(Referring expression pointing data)
▽
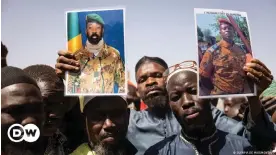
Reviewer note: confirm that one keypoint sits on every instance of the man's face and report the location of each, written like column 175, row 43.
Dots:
column 151, row 85
column 22, row 104
column 56, row 105
column 203, row 46
column 132, row 97
column 226, row 31
column 232, row 106
column 107, row 121
column 190, row 111
column 94, row 32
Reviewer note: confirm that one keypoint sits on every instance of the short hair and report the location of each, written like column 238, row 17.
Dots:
column 45, row 73
column 145, row 59
column 13, row 75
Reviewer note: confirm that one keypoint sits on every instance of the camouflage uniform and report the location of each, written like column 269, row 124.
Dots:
column 98, row 73
column 223, row 63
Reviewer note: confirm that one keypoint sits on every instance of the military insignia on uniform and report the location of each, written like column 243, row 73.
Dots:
column 96, row 74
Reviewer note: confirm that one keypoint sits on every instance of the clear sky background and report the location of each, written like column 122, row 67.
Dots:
column 34, row 30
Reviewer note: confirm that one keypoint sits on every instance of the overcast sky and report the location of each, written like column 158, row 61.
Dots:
column 35, row 30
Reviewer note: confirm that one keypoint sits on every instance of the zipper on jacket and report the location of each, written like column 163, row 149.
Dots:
column 196, row 151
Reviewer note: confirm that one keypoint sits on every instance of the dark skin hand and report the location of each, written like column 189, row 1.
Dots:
column 269, row 103
column 261, row 76
column 66, row 61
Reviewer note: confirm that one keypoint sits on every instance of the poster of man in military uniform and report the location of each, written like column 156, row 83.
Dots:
column 221, row 70
column 96, row 39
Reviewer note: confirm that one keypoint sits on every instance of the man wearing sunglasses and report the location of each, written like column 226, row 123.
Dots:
column 199, row 134
column 221, row 68
column 150, row 126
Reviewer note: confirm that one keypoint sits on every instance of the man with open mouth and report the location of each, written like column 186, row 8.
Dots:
column 199, row 134
column 106, row 123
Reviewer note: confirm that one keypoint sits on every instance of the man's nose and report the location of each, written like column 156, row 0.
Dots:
column 187, row 101
column 108, row 123
column 151, row 81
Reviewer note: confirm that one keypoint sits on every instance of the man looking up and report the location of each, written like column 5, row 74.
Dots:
column 21, row 103
column 199, row 134
column 106, row 122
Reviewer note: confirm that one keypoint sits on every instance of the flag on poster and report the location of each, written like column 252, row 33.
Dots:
column 74, row 33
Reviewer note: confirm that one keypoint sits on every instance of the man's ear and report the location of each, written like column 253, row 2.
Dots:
column 137, row 93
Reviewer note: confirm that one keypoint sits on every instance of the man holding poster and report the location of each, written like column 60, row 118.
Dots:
column 221, row 68
column 101, row 67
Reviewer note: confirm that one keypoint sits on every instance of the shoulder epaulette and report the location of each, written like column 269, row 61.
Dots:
column 213, row 48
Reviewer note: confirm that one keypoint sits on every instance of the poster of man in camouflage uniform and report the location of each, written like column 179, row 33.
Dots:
column 101, row 53
column 221, row 70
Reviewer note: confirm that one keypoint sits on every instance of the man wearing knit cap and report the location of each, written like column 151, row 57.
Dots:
column 107, row 123
column 199, row 134
column 100, row 65
column 21, row 103
column 221, row 68
column 150, row 126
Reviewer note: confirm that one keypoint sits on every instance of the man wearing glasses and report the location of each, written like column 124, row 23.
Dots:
column 221, row 68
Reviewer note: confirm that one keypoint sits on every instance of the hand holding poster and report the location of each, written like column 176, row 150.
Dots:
column 96, row 38
column 225, row 47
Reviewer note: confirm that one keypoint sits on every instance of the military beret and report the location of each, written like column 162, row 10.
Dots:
column 91, row 99
column 223, row 20
column 94, row 17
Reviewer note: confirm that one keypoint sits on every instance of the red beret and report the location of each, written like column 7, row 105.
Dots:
column 223, row 20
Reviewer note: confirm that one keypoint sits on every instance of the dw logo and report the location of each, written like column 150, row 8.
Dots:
column 29, row 133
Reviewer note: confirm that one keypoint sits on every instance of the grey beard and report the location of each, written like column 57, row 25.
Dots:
column 102, row 150
column 10, row 150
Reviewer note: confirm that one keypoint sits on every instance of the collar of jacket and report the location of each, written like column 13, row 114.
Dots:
column 129, row 147
column 102, row 54
column 208, row 139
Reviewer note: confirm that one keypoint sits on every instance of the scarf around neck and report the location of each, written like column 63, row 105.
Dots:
column 95, row 49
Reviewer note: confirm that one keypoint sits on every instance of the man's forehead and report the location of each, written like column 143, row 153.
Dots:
column 91, row 23
column 149, row 67
column 21, row 89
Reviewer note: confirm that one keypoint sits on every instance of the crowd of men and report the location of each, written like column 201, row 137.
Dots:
column 175, row 122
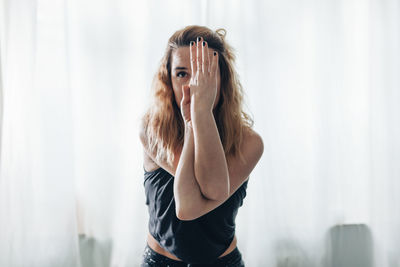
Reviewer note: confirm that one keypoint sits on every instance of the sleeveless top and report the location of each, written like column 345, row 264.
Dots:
column 199, row 241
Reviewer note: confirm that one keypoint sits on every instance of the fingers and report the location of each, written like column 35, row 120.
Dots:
column 214, row 64
column 205, row 58
column 193, row 64
column 199, row 53
column 185, row 94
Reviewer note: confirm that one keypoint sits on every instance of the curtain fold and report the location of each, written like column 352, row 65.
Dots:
column 320, row 79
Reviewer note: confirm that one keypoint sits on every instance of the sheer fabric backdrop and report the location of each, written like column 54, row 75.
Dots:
column 321, row 81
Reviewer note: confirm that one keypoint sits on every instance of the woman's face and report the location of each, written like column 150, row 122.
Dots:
column 181, row 72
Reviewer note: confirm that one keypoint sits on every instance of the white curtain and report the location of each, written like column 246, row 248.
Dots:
column 322, row 83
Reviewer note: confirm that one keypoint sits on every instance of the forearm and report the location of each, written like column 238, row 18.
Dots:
column 210, row 167
column 187, row 192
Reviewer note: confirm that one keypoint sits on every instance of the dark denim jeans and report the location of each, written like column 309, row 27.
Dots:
column 153, row 259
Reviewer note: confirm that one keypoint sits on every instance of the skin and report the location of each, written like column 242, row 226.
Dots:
column 199, row 92
column 197, row 95
column 199, row 83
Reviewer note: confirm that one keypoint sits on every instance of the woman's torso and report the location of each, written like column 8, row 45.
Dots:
column 149, row 166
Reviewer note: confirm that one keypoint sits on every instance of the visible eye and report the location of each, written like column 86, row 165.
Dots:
column 181, row 73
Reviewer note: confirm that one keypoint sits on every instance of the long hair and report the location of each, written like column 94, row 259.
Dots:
column 163, row 123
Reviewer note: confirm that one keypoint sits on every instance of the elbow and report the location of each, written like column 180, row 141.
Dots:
column 214, row 193
column 184, row 215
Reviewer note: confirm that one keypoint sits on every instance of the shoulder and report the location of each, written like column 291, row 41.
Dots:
column 252, row 146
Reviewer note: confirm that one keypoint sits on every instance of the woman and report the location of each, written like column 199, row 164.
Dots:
column 199, row 150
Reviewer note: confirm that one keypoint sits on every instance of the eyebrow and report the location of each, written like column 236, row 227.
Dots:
column 180, row 68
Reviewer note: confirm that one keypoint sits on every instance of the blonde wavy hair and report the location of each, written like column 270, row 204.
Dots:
column 163, row 124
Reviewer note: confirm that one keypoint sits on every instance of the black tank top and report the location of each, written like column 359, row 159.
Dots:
column 201, row 240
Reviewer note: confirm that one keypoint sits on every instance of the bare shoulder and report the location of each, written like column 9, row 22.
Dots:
column 252, row 148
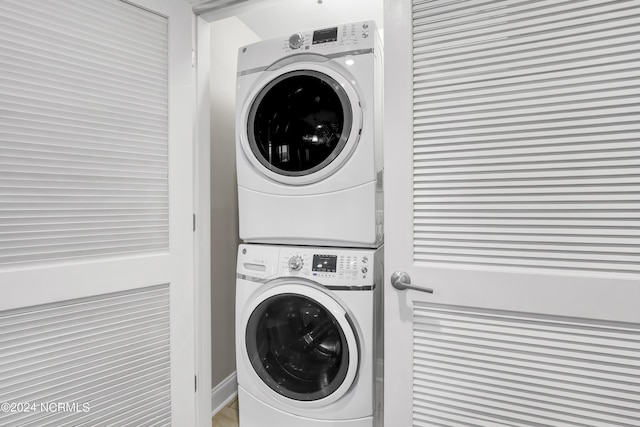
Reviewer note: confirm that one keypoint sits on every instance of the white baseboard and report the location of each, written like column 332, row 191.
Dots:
△
WHAT THIS TASK INVOLVES:
When you find a line in the records that contains the word "hand", copy it.

YOUR RESPONSE:
Reviewer note: confirm that one keypoint sits on every instance of the dark skin hand and report the location of each, written like column 189, row 1.
Reviewer note: confirm that one keypoint sits on every instance of the hand holding poster and report the location of each, written like column 176, row 150.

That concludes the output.